Segment Start: TEXT

Brings the deterministic compute to the indeterministic.

scotty79•3h ago
> Traditional LLM systems often rely on sequences of GPU kernel launches and external communication calls, resulting in underutilized hardware.

What? Why? This seems like an obvious optimization if it's possible.

shawntan•2h ago
Systems might want to anticipate changes in LLM architectures (even small changes can make a big difference kernel wise), so it's good to not "bake" too much in ahead of time.

That said, at some point it just depends where the costs lie and it might make sense hiring some GPU engineers to do what they did here for whatever architecture you're optimising for.

Not as low-hanging as you might imagine.

catlifeonmars•2h ago
From the article

> Despite these advantages, compiling an LLM into a megakernel is highly challenging. Existing high-level ML frameworks — such as PyTorch, Triton, and TVM — do not natively support end-to-end megakernel generation. Additionally, modern LLM systems are built from a diverse collection of specialized kernel libraries: NCCL or NVSHMEM for communication, FlashInfer or FlashAttention for efficient attention, and CUDA or Triton for custom computation. This fragmentation makes it difficult to consolidate the entire inference pipeline into a single, unified kernel.

So my naive assumption is that yes it is obvious, but nontrivial.

saagarjha•1h ago
Your naive assumption is the right one. It’s quite hard to do this. Even doing it automatically like it’s done here runs into problems with trying to figure out data dependencies and synchronization across nontrivial computation.
liuliu•2h ago
It really is not obvious. These launches are asynchronous, and data movement / computation is overlapped properly through CUDA APIs. Even per-kernel launch cost is reduced with the cudagraph introduction.

CUDA programming model relies on each kernel to be computationally expensive to make sense, and these are not true for token generation of LLM. And we are talking about network evaluation at higher than 1000 per second, whereas previously besides recommendation systems, network evaluation we are look at is ~100 per second at most.

Also, nobody remember Alex's "One Weird Trick" paper, which slices matmul into pieces to overlap device-to-device transfer v.s. computation. That is 10 years ago.

delusional•2h ago
In the common case where the processor dispatching those kernel calls is much faster than the kernel calls themselves, you're not likely to see a meaningful increase in throughput.

What you need to do first is get really optimized kernels (since that makes the dispatching relatively more expensive) and THEN this becomes worth doing. People who are really good a writing optimized GPU kernels are just not that easy to get a hold of right now.

bytepoet•2h ago
This is very cool. I enjoyed going through the writeup and GitHub README.

I was wondering if these same optimizations can be brought to bear on training as well, rather than only inference. I guess the challenge here is fusing backward computations with gradient communication.

Segment End: TEXT
Segment Start: COLLECTED DATA

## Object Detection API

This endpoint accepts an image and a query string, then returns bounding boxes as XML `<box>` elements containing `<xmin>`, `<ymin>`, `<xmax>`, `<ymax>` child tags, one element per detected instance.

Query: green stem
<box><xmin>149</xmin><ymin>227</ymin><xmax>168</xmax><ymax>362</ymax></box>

Segment End: COLLECTED DATA

PROBLEM SET:
#1 Quote the megakernel discussion from "That said, at" up to and including "you might imagine.".
#2 Write what comes next in the forum discussion about compiling LLMs into megakernels, starting after its last sentence.

ANSWER SECTION:
#1
That said, at some point it just depends where the costs lie and it might make sense hiring some GPU engineers to do what they did here for whatever architecture you're optimising for.

Not as low-hanging as you might imagine.

#2
I also saw that this currently does not handle dynamic workloads such as MoE. I recently came across this paper that does exactly this:

FlashDMoE: Fast Distributed MoE in a Single Kernel - https://arxiv.org/pdf/2506.04667

zhihaojia•1h ago
Thanks for reading the post and github README. Supporting training is definitely feasible but the benefit may not be as significant as low-latency inference since training generally involves much larger kernels, making kernel launch overhead less significant.

Thanks for sharing the FlashDMoE work. Our next step is to support MoE models. Stay tuned!

liuliu•2h ago
The Qwen 8B number, if verified, is very impressive. Much more practical than the previous megakernel one.

That's being said, these one-persisted kernel on each SM reminds me Larrabee, and now wondering what the world will be if we just do traditional process-thread-simd path rather than CUDA path.

kp1197•2h ago
After working pretty closely with vLLM and SGLang over the past few months, this is EXACTLY what I had envisioned what a successor project would look like - analyzing an operation dependency graph and then fusing (or, at a minimum, scheduling tasks smarter). Congrats to the team.
zhihaojia•1h ago
Thanks a lot for your positive feedback! We believe that MPK can enhance existing LLM serving systems, especially for low-latency LLM serving. We are very excited about the opportunity to collaborate with others on direction.
skavi•2h ago
Does anyone have an intuition on why this offers significant gains over CUDA Graphs?. The CPU launch cost of a graph is tiny which implies most of the work has been offloaded to the GPU's own scheduler. I'd expect that some I/O marshalling at kernel boundaries could be avoided with megakernels. Maybe some loop fusion? Are there any more interesting optimizations they enable?
refulgentis•2h ago
You've hit the nail on the head. The CPU launch cost of a pre-compiled CUDA graph is tiny.

CUDA Graphs are a huge step up from manually launching kernels, but they still treat kernels as monolithic, black-box operations. A megakernel erases the boundaries between those operations.

With CUDA Graphs, as in the example in the article, if you have Matmul -> AllReduce, the AllReduce kernel cannot start until the entire Matmul kernel has finished. The dependency is at the kernel level. With a megakernel, they break these ops into fine-grained "tasks" scheduled across SMs. An AllReduce task that needs data from the first slice of the Matmul can begin as soon as that slice is computed by a few SMs, while other SMs are still working on the rest of the Matmul. This fine-grained software pipelining and compute/communication overlap is simply not possible when the dependency unit is the entire kernel.

saagarjha•1h ago
> The CPU launch cost of a graph is tiny

Absolutely not; it’s comparable to the launch overhead of a kernel.

flakiness•1h ago
This project is from CMU. Hazy Research at Stanford talked about the megakernel too: https://hazyresearch.stanford.edu/blog/2025-05-27-no-bubbles

Good to see the competition in this area.

(Edited): Related paper covering the larger "mirage" project, but this doesn't cover the "megakernel" approach: https://arxiv.org/abs/2405.05751

zhihaojia•1h ago
This is the writer of the blog post. You are right that Stanford's work is a parallel effort. The main difference is that our focus is on compilation: making it easier to generate megakernels automatically.
olivia111•1h ago
really cool. would love to try it for our 3b model.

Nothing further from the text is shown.